==== Records shown

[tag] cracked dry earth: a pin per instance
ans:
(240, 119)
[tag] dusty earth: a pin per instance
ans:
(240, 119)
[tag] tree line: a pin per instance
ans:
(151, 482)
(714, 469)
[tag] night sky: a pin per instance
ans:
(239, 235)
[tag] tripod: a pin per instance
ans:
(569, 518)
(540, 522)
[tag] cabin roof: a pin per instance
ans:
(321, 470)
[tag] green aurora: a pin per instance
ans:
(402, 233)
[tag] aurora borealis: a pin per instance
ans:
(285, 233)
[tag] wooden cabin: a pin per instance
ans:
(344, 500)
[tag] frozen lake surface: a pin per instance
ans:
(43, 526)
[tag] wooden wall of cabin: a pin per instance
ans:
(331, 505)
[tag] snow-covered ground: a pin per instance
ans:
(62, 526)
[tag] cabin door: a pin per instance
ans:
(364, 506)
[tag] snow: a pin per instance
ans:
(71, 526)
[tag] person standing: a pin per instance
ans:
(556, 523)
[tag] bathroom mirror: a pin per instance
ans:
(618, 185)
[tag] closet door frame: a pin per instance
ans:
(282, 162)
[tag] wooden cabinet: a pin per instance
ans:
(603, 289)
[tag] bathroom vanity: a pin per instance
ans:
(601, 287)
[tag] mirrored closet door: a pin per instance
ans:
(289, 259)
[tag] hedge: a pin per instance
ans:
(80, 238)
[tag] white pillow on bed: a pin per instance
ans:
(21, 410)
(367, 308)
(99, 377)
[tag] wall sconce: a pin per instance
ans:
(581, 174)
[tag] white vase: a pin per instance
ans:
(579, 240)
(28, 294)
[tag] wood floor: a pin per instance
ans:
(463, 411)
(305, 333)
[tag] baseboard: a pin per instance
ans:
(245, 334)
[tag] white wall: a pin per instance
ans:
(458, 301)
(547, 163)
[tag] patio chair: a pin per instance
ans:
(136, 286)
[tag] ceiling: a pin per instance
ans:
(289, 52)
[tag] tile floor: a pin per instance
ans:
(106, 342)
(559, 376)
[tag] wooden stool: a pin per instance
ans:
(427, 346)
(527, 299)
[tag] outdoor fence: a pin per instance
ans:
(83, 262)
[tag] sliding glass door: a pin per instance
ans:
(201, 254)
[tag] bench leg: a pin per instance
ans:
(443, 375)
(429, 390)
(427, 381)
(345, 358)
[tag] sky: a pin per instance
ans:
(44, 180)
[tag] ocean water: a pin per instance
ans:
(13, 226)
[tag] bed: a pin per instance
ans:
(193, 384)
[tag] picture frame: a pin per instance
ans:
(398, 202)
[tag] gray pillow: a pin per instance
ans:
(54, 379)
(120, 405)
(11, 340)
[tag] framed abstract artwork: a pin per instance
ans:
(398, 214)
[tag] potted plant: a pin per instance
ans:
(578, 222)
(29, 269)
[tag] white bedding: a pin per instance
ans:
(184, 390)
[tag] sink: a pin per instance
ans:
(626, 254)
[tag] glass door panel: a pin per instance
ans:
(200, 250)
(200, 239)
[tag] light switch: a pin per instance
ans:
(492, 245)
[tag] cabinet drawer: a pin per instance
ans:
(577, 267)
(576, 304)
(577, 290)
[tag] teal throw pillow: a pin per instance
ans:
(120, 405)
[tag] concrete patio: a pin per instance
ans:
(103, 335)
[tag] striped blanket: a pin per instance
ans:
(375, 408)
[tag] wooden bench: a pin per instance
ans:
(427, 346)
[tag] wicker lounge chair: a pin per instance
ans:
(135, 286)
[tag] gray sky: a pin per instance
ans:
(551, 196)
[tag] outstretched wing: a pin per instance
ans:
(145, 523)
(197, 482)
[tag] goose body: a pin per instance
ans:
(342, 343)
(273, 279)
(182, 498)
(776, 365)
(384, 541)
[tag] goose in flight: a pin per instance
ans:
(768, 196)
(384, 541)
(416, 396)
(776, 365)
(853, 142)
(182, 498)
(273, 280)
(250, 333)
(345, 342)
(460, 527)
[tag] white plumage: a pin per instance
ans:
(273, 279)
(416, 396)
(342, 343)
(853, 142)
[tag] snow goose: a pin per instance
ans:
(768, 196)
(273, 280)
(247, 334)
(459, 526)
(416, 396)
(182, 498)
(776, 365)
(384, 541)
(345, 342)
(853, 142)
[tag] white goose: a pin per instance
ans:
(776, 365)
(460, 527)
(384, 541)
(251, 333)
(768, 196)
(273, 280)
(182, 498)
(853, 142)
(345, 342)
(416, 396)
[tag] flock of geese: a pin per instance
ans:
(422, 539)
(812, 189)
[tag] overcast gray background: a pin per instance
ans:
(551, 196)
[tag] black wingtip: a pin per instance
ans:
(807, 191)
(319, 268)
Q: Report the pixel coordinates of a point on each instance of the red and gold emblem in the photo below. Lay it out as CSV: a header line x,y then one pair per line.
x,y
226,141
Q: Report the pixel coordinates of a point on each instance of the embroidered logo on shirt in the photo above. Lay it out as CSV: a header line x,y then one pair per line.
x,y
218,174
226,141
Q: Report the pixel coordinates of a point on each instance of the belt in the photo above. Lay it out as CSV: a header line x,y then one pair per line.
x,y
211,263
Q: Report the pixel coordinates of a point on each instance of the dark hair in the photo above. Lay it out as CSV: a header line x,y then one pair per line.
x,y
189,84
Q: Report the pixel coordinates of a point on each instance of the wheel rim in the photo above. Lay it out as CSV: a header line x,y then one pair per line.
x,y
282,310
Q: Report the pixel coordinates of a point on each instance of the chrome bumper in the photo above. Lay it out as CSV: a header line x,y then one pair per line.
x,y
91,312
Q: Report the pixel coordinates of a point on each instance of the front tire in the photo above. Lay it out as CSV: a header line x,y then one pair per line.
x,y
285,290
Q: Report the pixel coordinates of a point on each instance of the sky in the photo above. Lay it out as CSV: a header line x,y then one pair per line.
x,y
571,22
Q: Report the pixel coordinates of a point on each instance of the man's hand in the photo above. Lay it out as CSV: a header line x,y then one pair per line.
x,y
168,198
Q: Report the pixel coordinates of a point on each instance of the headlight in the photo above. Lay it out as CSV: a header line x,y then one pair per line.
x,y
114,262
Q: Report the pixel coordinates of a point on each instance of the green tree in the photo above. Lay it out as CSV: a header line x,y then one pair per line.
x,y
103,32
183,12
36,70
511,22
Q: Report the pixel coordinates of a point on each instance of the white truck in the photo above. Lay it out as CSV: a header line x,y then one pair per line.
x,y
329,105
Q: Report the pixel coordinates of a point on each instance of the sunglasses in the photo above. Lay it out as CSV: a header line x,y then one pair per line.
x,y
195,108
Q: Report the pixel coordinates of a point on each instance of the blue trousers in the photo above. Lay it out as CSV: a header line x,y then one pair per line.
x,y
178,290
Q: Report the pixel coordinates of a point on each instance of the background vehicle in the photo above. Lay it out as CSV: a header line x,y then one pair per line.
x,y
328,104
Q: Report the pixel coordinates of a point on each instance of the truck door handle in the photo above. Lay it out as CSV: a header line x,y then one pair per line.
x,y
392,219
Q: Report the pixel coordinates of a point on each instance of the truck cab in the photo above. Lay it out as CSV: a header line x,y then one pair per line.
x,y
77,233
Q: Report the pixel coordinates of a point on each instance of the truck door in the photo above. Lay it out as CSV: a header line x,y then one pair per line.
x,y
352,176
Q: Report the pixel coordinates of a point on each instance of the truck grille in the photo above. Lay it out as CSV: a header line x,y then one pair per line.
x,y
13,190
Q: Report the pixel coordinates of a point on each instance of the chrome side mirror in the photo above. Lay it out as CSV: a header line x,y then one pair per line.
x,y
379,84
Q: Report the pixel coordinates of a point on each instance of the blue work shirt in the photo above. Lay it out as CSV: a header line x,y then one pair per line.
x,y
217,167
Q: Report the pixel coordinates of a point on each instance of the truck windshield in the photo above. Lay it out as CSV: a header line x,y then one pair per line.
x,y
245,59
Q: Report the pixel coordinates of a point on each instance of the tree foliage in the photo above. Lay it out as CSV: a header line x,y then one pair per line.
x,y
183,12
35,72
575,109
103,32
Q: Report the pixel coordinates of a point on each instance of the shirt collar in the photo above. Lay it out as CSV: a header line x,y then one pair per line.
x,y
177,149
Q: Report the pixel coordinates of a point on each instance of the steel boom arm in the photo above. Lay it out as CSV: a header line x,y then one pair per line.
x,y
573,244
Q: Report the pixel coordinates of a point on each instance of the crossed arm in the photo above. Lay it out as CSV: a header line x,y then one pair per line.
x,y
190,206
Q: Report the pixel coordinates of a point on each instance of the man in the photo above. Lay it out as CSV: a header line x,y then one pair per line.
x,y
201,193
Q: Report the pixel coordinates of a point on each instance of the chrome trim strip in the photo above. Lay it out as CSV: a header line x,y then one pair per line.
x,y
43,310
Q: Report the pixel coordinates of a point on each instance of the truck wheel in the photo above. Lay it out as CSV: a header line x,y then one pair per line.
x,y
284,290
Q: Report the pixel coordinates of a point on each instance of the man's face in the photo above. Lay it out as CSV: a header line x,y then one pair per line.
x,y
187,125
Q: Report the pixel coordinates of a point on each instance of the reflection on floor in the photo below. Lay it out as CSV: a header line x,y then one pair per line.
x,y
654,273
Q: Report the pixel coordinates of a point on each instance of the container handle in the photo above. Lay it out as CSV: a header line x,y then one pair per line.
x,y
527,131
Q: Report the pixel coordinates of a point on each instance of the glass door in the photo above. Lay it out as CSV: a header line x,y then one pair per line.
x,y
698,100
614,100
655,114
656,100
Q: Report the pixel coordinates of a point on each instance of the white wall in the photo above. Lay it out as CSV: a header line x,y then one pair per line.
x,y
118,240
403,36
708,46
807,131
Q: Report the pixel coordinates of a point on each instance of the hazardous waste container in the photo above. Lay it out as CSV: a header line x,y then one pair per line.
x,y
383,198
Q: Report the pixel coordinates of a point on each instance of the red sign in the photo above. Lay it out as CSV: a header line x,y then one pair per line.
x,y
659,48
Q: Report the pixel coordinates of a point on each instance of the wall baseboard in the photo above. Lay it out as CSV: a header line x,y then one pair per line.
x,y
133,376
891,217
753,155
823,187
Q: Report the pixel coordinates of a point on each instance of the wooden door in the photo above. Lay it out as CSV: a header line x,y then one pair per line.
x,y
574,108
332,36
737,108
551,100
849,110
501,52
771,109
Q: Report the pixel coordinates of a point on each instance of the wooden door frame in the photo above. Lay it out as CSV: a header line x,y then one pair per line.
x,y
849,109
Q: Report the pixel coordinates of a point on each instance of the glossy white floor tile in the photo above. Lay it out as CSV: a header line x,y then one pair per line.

========

● What you have to do:
Print, without any change, the line containing "wooden door frame" and each line after it to the end of the material.

● Exercise result:
Q: Report the pixel coordinates of a point on each instance of the wooden door frame in the photo above. Lay it out as CSV: a header line x,y then one pair per line.
x,y
849,109
Q: Report the pixel coordinates of a point on each instance of the glossy white floor tile in the photo above. Lay it out as CSV: a header line x,y then one pair per line.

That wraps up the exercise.